**EXERCISE PROMPT**:
Reproduce the records from the line with "shaped like [263,677]." up to and including the last line of the records, leaving each request as it stands but offsetting every coordinate in the pointer outputs by adding 147 to each value.

**RECORDED INFORMATION**:
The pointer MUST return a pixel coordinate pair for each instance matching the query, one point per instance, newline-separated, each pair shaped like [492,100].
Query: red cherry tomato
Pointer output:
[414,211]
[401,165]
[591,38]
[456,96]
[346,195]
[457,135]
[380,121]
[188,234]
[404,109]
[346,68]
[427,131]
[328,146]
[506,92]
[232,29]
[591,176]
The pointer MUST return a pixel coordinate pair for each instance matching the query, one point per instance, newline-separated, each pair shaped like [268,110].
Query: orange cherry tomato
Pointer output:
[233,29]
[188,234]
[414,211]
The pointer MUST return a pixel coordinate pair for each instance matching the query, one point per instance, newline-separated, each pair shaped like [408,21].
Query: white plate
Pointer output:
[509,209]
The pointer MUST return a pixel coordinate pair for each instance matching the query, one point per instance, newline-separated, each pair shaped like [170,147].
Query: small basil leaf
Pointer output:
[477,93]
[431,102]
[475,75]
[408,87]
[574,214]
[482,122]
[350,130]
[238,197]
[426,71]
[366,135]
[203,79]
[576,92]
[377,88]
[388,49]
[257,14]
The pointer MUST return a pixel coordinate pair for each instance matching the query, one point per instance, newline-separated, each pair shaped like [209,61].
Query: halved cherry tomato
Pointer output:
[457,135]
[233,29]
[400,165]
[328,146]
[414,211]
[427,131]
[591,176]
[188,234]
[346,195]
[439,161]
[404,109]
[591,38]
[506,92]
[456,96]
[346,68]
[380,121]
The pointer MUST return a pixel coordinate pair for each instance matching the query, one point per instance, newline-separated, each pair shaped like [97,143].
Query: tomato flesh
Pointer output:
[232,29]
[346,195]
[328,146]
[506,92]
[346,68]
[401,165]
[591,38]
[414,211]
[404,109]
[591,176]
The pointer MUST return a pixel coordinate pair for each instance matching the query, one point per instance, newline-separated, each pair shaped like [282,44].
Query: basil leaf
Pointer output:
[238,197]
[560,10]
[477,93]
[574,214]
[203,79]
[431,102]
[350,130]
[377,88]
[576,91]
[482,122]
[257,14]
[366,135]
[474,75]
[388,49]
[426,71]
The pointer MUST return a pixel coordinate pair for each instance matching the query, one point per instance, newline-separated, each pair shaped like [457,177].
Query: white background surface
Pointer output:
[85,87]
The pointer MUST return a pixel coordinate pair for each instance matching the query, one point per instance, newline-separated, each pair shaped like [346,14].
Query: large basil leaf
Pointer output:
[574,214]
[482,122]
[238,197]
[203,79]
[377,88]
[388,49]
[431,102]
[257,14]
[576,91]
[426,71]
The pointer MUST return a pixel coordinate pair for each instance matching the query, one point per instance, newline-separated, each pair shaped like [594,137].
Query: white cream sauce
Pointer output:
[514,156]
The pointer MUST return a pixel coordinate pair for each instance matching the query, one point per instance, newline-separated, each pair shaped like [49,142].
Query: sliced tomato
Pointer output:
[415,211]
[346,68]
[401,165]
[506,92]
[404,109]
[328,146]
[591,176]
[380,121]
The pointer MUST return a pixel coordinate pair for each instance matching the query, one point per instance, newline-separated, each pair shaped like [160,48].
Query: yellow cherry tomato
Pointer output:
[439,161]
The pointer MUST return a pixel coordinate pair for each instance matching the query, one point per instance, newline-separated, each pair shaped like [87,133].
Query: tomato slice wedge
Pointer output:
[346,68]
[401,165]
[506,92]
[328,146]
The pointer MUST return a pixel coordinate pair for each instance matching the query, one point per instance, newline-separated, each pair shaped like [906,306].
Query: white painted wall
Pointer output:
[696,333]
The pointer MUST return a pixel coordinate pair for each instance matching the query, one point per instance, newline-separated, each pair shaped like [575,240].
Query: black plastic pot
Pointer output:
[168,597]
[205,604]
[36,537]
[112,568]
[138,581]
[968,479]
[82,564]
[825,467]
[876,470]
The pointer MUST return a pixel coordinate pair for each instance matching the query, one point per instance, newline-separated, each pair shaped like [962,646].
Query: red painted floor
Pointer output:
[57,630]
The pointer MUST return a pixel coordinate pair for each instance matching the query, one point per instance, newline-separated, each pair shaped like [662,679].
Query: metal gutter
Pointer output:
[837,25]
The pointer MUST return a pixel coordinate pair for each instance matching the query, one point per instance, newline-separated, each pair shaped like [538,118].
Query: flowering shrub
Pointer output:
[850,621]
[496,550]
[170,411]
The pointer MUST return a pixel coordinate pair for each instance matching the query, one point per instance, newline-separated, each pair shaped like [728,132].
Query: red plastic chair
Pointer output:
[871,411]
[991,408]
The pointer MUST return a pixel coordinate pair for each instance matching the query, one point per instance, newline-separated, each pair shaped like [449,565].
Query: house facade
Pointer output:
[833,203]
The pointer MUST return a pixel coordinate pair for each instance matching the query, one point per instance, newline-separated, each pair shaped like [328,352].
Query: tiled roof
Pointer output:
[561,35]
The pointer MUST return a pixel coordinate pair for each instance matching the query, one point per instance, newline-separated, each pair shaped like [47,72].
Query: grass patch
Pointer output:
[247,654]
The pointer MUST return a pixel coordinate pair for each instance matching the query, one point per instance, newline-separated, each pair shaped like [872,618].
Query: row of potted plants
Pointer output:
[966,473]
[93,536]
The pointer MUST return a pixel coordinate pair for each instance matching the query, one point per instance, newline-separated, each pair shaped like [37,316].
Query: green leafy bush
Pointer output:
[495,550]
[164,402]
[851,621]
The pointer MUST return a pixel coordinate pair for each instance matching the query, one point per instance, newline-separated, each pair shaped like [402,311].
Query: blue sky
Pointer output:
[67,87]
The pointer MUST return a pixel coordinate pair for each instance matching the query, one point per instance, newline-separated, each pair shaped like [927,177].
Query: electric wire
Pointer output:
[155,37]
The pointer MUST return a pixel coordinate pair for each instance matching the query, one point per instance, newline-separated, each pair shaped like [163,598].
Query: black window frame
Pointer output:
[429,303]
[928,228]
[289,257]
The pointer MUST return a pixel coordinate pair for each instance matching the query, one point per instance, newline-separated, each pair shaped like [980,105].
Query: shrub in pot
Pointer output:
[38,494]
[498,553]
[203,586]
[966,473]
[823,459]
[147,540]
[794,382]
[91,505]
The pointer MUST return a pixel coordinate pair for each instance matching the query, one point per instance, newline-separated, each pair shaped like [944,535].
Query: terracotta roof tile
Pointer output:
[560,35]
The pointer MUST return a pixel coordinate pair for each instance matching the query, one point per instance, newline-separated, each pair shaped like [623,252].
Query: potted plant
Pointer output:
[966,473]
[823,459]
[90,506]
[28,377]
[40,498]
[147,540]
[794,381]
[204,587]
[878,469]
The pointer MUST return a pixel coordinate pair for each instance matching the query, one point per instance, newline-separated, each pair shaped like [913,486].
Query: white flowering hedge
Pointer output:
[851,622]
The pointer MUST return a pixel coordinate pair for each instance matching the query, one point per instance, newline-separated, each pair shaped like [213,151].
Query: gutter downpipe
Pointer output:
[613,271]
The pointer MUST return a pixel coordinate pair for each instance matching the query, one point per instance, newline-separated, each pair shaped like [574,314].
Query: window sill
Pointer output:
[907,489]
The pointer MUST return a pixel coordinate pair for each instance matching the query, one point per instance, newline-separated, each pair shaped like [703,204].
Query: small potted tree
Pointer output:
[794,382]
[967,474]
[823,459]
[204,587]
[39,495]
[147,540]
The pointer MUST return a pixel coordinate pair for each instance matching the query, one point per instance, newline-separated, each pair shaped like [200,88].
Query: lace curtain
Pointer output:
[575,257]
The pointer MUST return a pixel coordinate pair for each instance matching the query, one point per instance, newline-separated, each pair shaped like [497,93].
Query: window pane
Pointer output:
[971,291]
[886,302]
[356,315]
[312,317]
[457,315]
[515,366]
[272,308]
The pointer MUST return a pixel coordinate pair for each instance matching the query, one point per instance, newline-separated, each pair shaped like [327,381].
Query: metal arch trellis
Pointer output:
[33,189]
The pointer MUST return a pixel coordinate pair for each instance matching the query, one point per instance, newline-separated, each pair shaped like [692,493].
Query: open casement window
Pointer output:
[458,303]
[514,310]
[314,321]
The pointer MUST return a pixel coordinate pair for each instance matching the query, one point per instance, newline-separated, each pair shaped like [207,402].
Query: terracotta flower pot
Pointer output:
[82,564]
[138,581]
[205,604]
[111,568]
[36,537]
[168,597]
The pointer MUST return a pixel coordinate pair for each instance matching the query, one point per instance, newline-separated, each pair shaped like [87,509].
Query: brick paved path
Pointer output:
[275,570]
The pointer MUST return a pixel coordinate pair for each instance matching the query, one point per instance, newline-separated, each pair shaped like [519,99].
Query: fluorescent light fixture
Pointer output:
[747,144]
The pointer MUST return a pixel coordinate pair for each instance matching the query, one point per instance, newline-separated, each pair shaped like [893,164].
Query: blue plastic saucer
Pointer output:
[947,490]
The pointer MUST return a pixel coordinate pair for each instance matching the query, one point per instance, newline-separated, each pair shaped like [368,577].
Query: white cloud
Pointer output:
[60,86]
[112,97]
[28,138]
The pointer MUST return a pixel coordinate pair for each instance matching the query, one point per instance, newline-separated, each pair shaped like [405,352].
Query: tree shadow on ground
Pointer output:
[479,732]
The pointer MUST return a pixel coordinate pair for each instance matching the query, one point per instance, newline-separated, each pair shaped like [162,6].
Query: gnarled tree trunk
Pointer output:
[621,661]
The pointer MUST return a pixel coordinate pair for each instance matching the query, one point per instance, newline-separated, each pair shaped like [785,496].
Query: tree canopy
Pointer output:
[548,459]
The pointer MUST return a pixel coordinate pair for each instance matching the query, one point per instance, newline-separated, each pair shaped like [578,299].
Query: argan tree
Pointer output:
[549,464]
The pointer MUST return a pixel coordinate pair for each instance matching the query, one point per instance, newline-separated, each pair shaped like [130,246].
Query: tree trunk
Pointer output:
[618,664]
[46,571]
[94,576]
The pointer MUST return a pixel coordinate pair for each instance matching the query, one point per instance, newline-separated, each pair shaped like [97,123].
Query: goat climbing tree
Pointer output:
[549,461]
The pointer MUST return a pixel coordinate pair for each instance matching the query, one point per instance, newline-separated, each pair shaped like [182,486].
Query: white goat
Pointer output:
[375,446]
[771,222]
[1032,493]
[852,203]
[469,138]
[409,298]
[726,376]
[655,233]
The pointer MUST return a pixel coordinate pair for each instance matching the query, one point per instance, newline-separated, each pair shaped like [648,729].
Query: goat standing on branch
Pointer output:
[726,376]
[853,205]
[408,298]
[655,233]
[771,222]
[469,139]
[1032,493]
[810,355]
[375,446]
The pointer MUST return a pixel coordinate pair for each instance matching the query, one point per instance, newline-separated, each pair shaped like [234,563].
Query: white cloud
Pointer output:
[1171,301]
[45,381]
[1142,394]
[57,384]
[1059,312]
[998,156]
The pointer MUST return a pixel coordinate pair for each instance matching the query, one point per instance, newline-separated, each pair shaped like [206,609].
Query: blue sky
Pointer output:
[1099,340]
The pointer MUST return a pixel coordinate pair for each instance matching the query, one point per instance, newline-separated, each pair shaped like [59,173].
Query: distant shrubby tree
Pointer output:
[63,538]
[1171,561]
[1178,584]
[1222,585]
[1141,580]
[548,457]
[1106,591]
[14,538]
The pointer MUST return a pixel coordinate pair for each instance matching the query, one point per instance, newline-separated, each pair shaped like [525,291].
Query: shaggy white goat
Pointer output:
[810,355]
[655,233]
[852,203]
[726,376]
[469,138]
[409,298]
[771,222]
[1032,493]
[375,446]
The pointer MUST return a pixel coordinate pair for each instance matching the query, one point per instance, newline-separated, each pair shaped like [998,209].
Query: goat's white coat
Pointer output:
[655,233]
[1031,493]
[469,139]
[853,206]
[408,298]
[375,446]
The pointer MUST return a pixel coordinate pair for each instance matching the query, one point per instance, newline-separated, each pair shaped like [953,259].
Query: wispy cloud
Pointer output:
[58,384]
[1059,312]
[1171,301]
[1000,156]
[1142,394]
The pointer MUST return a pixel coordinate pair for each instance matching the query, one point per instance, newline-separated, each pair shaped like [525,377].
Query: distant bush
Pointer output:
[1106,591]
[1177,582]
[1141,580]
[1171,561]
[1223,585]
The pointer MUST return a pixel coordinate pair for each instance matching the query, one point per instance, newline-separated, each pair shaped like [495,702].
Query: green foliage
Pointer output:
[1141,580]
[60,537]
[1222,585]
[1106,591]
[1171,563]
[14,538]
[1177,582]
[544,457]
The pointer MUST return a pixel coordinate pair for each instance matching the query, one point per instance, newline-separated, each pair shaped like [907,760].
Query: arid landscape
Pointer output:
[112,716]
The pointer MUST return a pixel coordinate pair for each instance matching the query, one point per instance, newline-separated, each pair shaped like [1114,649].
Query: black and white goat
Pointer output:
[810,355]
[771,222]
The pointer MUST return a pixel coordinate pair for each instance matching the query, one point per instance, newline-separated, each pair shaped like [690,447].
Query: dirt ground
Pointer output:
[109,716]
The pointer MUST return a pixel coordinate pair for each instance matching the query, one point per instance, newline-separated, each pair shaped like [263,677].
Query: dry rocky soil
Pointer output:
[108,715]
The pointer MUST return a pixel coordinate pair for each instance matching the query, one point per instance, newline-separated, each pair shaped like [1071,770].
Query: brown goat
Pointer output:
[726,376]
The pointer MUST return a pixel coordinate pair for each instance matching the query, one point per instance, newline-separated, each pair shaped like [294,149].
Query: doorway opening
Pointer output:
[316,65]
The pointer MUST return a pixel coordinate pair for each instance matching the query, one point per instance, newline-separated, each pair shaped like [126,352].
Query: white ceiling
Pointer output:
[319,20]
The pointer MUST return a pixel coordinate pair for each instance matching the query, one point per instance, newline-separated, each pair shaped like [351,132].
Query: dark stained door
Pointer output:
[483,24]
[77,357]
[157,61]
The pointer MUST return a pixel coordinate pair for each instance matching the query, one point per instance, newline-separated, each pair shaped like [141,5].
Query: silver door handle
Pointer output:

**RESULT OF THIS EXERCISE**:
The pointer MUST return a pixel coordinate pair for each instance matching the query, one point per instance, newline-separated, each pair shaped like [263,677].
Query: dry rocky soil
Pointer output:
[255,862]
The pointer MUST return a pixel coordinate pair for each instance matching the query, one point per instance, newline-separated, each pair shaped like [1071,770].
Query: brown goat
Pointer output:
[873,523]
The pointer MUST return a pixel coordinate pair for each instance matching the query, one point per instance, newline-separated, each pair shaped like [294,149].
Query: doorway opening
Pointer output:
[463,212]
The pointer MUST return a pixel coordinate pair for each instance matching the query, one point per instance, newline-separated, each pair shaped like [126,352].
Query: white ceiling
Pointer output:
[466,167]
The pointer MUST return a pixel coordinate pair for each instance matching the query, one point per instance, newline-separated, each pair shaped like [351,132].
Query: dark stained door
Pointer output:
[630,171]
[224,504]
[304,208]
The pointer MUST return a pixel coordinate pair for each instance matching the query, one point per instance, newline-separated, each pair shaped like [141,5].
Query: silver door handle
Pointer output:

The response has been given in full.